Report how many lines of the records contain the string "covered", treating uppercase and lowercase as different, and give only the number.

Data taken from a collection
+ + +

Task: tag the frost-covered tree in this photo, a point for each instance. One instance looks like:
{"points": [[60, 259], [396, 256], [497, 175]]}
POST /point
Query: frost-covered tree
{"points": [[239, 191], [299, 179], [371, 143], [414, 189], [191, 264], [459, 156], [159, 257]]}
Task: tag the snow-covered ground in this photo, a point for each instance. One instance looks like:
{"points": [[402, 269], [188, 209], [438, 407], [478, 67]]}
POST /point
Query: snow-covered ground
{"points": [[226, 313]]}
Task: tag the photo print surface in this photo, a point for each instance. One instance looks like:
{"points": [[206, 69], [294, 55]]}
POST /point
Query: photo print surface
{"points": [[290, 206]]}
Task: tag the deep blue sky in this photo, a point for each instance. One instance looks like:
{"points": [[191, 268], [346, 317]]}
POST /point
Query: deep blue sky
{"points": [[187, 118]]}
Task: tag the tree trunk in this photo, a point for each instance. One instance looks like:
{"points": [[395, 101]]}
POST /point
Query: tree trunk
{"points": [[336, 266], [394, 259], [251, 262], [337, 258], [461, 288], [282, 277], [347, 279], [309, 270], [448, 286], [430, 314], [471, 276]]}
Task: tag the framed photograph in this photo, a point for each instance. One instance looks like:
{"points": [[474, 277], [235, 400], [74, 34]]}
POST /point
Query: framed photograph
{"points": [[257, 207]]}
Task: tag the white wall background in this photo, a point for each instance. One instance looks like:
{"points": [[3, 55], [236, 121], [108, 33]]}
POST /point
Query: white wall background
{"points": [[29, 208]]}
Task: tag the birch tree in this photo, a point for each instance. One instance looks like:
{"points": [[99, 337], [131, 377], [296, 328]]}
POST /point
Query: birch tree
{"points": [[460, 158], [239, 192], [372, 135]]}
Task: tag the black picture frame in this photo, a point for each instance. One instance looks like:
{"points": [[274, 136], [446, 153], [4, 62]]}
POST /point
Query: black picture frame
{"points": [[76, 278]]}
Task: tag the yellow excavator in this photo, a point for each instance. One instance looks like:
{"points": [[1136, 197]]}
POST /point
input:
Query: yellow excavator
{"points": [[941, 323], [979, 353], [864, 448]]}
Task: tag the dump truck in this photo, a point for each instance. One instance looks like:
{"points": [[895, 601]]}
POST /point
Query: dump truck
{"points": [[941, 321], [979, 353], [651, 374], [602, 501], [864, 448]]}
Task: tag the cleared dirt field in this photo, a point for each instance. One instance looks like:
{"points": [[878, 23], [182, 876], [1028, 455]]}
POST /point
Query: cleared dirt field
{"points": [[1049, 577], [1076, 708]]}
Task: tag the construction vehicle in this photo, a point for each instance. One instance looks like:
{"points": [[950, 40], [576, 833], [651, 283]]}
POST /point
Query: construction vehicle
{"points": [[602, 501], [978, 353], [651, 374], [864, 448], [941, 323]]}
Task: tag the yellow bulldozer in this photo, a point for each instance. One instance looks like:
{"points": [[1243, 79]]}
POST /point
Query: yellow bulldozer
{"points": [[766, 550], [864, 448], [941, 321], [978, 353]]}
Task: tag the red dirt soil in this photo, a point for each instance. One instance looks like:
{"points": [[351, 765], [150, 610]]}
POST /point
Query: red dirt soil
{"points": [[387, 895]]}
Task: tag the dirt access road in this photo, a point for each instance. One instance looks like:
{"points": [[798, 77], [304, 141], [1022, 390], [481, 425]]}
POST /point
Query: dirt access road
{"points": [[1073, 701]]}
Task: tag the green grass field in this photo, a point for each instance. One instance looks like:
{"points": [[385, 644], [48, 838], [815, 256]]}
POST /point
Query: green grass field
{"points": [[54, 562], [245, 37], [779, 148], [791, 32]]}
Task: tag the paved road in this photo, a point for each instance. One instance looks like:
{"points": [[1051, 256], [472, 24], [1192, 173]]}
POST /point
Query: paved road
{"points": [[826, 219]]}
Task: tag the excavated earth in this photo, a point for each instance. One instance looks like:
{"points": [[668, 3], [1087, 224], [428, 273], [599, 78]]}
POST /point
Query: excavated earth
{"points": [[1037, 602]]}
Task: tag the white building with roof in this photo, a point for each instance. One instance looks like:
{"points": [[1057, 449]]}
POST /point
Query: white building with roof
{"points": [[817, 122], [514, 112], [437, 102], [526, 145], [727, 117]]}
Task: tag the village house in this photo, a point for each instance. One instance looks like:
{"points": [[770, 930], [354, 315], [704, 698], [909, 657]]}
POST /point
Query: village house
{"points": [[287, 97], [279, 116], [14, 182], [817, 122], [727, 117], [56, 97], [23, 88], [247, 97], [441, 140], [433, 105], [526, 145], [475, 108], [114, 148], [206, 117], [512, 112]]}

+ + +

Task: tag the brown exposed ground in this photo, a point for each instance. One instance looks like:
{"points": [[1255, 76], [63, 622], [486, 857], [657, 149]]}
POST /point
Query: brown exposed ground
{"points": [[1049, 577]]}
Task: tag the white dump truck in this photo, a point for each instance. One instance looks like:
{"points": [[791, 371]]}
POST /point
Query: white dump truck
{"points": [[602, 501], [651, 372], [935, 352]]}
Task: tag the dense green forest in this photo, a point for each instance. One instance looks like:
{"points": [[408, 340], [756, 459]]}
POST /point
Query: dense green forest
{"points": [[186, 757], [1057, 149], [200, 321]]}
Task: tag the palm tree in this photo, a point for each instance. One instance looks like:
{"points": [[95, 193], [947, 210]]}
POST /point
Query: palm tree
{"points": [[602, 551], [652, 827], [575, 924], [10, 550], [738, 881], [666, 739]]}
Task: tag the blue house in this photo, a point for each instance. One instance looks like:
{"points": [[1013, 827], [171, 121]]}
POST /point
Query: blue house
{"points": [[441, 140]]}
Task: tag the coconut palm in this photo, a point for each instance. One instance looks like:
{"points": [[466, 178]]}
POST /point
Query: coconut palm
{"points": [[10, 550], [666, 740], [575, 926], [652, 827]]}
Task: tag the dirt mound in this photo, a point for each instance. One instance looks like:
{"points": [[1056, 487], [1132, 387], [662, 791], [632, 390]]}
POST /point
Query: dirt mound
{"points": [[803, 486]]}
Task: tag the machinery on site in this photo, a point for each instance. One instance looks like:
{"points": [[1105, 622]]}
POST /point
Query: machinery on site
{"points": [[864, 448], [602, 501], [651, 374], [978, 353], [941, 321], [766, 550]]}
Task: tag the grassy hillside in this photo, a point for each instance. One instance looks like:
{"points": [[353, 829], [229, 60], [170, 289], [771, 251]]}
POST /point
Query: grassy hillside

+ + +

TASK SOLUTION: 4